## Objective
Update the items below by changing each "dropping a marker" to "placing a point" and keeping everything else the same. Leave the pictures out of your answer.

## The records
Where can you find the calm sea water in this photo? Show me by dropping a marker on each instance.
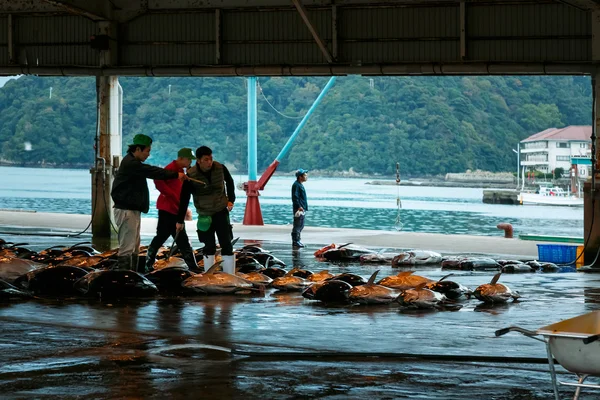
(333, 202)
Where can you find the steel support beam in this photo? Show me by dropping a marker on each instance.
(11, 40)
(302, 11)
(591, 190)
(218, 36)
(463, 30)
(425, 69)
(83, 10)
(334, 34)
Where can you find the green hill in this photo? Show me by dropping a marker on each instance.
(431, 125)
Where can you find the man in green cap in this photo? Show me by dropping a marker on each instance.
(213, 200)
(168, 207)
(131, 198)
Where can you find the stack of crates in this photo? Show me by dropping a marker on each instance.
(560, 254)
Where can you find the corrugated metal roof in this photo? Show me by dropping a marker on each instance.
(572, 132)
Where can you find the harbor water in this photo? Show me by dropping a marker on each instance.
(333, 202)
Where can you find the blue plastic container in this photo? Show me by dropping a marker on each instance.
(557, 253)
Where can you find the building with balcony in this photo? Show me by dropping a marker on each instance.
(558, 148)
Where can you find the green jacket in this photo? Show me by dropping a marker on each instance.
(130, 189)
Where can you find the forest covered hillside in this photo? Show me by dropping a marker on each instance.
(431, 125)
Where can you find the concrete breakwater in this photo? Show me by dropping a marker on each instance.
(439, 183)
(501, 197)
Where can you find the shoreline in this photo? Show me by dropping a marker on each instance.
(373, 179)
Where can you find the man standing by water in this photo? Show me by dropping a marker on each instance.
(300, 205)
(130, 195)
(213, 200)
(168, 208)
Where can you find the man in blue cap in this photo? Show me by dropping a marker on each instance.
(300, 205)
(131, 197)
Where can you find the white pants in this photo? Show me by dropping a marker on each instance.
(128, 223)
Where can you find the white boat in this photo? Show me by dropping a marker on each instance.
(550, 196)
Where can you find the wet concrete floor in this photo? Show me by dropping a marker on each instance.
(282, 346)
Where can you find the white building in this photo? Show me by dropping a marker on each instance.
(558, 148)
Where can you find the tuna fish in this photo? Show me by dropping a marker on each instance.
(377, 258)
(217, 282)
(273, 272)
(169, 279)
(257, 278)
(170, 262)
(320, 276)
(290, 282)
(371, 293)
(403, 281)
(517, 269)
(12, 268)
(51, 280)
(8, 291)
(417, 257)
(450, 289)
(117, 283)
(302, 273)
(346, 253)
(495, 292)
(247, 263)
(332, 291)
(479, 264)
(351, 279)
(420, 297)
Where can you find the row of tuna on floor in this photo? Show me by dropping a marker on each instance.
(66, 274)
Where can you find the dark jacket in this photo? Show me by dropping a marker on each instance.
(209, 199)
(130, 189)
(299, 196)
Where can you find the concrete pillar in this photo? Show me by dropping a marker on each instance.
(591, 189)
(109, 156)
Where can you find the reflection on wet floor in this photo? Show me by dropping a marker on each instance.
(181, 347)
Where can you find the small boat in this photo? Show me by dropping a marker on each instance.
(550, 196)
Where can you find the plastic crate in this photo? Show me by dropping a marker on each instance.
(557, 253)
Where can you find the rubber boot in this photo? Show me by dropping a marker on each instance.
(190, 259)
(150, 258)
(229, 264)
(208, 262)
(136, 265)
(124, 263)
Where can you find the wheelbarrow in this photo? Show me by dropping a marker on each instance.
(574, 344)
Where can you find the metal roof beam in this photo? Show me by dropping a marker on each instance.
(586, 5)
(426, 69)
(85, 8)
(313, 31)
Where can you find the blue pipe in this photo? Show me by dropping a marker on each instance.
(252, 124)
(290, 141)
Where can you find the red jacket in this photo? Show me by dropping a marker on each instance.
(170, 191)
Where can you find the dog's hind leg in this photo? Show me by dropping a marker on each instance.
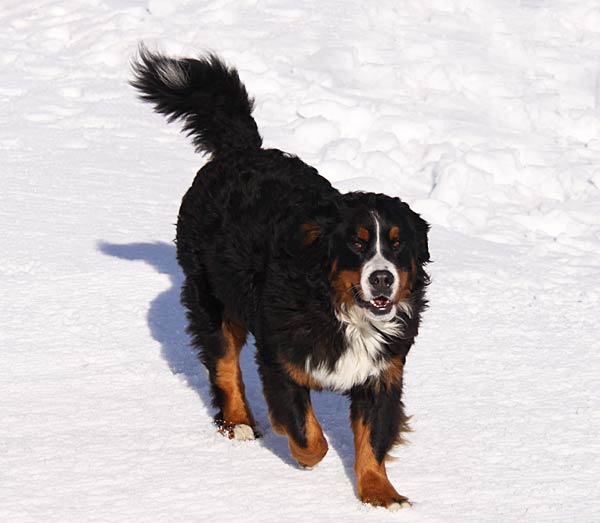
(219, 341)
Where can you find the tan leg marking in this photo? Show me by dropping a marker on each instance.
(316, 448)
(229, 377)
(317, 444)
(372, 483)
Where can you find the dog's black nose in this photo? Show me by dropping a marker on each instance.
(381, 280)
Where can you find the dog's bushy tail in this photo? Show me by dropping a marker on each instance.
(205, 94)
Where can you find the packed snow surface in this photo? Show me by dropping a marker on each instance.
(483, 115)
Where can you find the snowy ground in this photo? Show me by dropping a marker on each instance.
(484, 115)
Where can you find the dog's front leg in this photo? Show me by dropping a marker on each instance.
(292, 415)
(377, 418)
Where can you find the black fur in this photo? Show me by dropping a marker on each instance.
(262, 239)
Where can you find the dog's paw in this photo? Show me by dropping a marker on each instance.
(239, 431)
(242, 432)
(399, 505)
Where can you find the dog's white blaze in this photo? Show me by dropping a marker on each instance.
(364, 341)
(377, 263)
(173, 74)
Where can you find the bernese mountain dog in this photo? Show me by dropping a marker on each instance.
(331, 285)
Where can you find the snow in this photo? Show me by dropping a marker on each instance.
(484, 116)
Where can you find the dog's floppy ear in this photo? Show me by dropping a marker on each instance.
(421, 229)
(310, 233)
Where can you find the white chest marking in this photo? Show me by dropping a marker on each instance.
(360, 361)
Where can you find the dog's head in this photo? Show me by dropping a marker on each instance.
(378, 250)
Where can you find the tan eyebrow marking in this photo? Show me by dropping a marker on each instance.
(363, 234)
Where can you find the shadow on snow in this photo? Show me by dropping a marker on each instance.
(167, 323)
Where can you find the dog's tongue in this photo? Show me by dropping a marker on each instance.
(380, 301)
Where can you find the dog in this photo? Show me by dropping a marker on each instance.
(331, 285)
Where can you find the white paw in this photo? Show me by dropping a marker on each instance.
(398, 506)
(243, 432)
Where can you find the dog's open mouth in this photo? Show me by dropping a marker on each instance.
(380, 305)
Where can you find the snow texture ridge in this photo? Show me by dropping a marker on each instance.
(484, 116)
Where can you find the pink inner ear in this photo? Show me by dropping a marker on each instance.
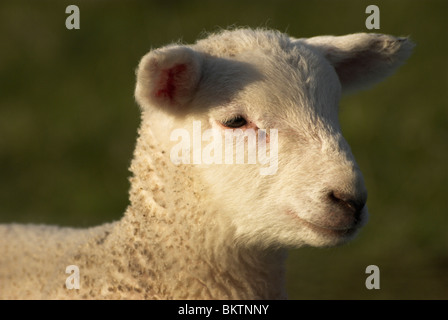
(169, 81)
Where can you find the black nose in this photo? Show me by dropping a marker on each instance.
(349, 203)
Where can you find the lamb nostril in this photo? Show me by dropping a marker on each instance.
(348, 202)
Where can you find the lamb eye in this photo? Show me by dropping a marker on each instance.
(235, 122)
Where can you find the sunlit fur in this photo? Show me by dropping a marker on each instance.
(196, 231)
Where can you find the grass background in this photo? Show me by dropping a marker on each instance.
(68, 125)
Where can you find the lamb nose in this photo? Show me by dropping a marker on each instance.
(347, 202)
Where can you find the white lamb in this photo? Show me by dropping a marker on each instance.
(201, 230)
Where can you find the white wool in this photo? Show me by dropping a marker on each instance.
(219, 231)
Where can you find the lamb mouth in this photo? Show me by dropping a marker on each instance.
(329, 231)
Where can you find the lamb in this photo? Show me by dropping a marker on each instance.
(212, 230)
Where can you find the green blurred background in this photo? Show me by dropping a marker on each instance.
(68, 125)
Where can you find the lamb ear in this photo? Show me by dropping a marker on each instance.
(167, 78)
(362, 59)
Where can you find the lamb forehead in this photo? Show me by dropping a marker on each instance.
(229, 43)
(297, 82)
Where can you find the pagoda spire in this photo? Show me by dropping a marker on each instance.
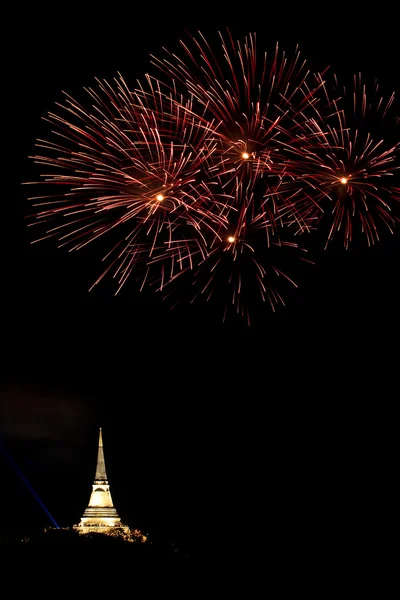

## Output for this task
Where can you find the calm sea water in this photo? Show me by placing a point on each instance.
(333, 202)
Where can you find the steel support beam in this photo? Show me by placing a point on each instance.
(11, 40)
(302, 11)
(591, 190)
(218, 36)
(463, 30)
(425, 69)
(83, 10)
(334, 34)
Where can you find the green hill in this photo? Show me by placing a point on each instance.
(431, 125)
Where can you find the man in green cap in this photo? Show me by placing a point on each instance.
(213, 200)
(168, 207)
(131, 198)
Where can you find the stack of crates in this photo? Show me by placing a point on each instance.
(560, 254)
Where can you find the corrugated metal roof in this photo? Show me by placing a point on each instance.
(572, 132)
Where can you find the harbor water in this photo? Show me by placing a point on each instance.
(333, 202)
Where can you find the blue plastic container in this photo? Show me by placing a point on each instance.
(557, 253)
Where can you find the building with balcony in this photo? Show me by placing a point on each instance.
(558, 148)
Where can you find the green jacket in this photo? Show me by placing a point on each instance.
(130, 189)
Where can you find the forest covered hillside in this photo? Show me by placing a point on each instance.
(431, 125)
Where can you find the concrete breakwater in this photo? Show me by placing a point on each instance.
(439, 183)
(501, 197)
Where can you find the shoreline in this photo? Show me by placing a point on each instance.
(373, 179)
Where can you find the man standing by water in this photo? Show me by placing a point on each instance.
(300, 205)
(130, 195)
(213, 200)
(168, 208)
Where can you find the man in blue cap in this photo? Show me by placing a point on each instance.
(300, 205)
(131, 197)
Where can you find the white pants in this photo? Show me by placing a point on each instance.
(128, 223)
Where can you find the white boat in this photo? Show me by placing a point on each instance.
(550, 196)
Where can you find the wet concrete floor in this photo? Show me by placing a point on each instance.
(282, 346)
Where can you find the white building in this photo? Show me by placing a point on each instance.
(558, 148)
Where can you find the tuna fish in this photo? Show me by placing a point on each instance.
(377, 258)
(217, 282)
(273, 272)
(169, 279)
(257, 278)
(170, 262)
(320, 276)
(290, 282)
(371, 293)
(403, 281)
(517, 269)
(12, 268)
(51, 280)
(8, 291)
(417, 257)
(450, 289)
(117, 283)
(302, 273)
(346, 253)
(495, 292)
(247, 263)
(332, 291)
(479, 264)
(351, 279)
(420, 297)
Where can you find the row of tuna on floor in this photo? Show me by placing a point on each instance.
(66, 274)
Where can you find the dark jacket in this photo? Show me by placing a point on each instance.
(209, 199)
(130, 189)
(299, 196)
Where can you find the concrete pillar in this photo? Show me by placing a point on each instance.
(591, 189)
(109, 156)
Where can you find the reflection on wet floor in this photo? Show me by placing a point on each instance.
(181, 347)
Where can you find the small boat in this photo? Show me by placing a point on each instance.
(550, 196)
Where can you find the plastic crate in this photo? Show me by placing a point on each instance.
(557, 253)
Where can you find the rubber boot in this photo? Show me by placing a point on each instance.
(190, 259)
(150, 258)
(229, 264)
(208, 262)
(136, 265)
(124, 263)
Where can you find the wheelbarrow in this photo? Show me by placing a point on each instance.
(574, 344)
Where can you find the metal roof beam in this photo? Show me by placing a point on each instance.
(586, 5)
(426, 69)
(85, 8)
(313, 31)
Where can you find the blue pipe in this photo? Show me by placing a point on each instance.
(252, 124)
(290, 141)
Where can you find the red jacket in this photo? Show me by placing a point on each instance.
(170, 191)
Where can you find the dog's hind leg in this photo? Show me by placing a point on each instance.
(219, 341)
Where can you find the tan leg marking in this photo? Show me by placing a point on each instance.
(316, 448)
(229, 377)
(317, 444)
(372, 483)
Where can you find the dog's black nose in this photo? Show me by placing a point on each instance.
(381, 280)
Where can you find the dog's bushy tail in this photo? Show me by placing a point on each instance.
(205, 94)
Where can you find the packed snow surface in this photo? Show me by placing a point on each instance.
(483, 115)
Where can you find the snowy ground in this photo? Show me by placing a point on each instance.
(484, 115)
Where can you find the dog's front leg in this photo? Show me by placing a point on each instance.
(292, 415)
(377, 418)
Where can you find the black fur in this photo? Show me by placing a point on each instance.
(262, 239)
Where can you find the dog's paw in this photo? Show me by placing a point on each instance.
(239, 431)
(242, 432)
(399, 505)
Where can you find the dog's white blaze in this photo? Show me by placing a point on each instance.
(364, 341)
(377, 263)
(173, 74)
Where can you find the bernese mountain dog in this photo? Show me by placing a point on each instance.
(331, 285)
Where can you find the snow in this photo? Show me by placing a point on each instance.
(484, 116)
Where can you find the dog's floppy ear in this photo? Show me by placing a point on each instance.
(421, 229)
(310, 233)
Where can you find the white chest marking in this photo? Show me by placing a point on each instance.
(360, 361)
Where can you find the dog's head in this photo? Show me by placing a point on each instance.
(378, 250)
Where can you find the tan eyebrow marking in this photo? Show me by placing a point on each instance.
(363, 234)
Where can you find the shadow on snow in this photo? Show me by placing a point on each instance.
(167, 323)
Where can you find the dog's tongue in this photo? Show me by placing a point on each instance.
(380, 301)
Where can you find the dog in this photo? Show me by placing a point on each instance.
(331, 285)
Where can you find the white paw in this photo? Show me by placing a point on each instance.
(398, 506)
(243, 432)
Where can you find the dog's open mouth in this photo? Show me by placing a point on each instance.
(380, 305)
Where can you find the snow texture ridge in this photo? Show me by placing a point on each instance.
(484, 116)
Where can you find the pink inner ear in this photo? Show me by placing a point on each instance.
(169, 81)
Where can you find the black nose in this photo? Show me by placing a point on each instance.
(349, 203)
Where can you find the lamb nostril in this photo? Show me by placing a point on each instance.
(348, 202)
Where can you find the lamb eye in this photo? Show me by placing a point on each instance.
(235, 122)
Where can you find the sunlit fur in this photo? Show me by placing a point on each instance.
(196, 231)
Where can you find the grass background in this photo? Show me by placing a point on each instance.
(68, 125)
Where can you find the lamb nose in this photo? Show me by placing a point on each instance.
(347, 202)
Where can you find the white lamb in this photo? Show me by placing a point on each instance.
(201, 230)
Where can you find the white wool in this photo? Show me by placing a point on each instance.
(219, 231)
Where can you find the lamb mouth in this photo? Show me by placing a point on each instance.
(329, 231)
Where can you find the lamb in this photo? Show me by placing a point on each instance.
(212, 230)
Where can you find the green blurred background in this photo? Show me by placing a point on each instance.
(68, 125)
Where can you find the lamb ear in this photo? Show me by placing a point on each instance.
(167, 78)
(362, 59)
Where can you find the lamb forehead in this photo? Show me by placing a point on each instance.
(229, 43)
(297, 82)
Where can you find the pagoda spire in this photo? Show me by placing a point on each instance.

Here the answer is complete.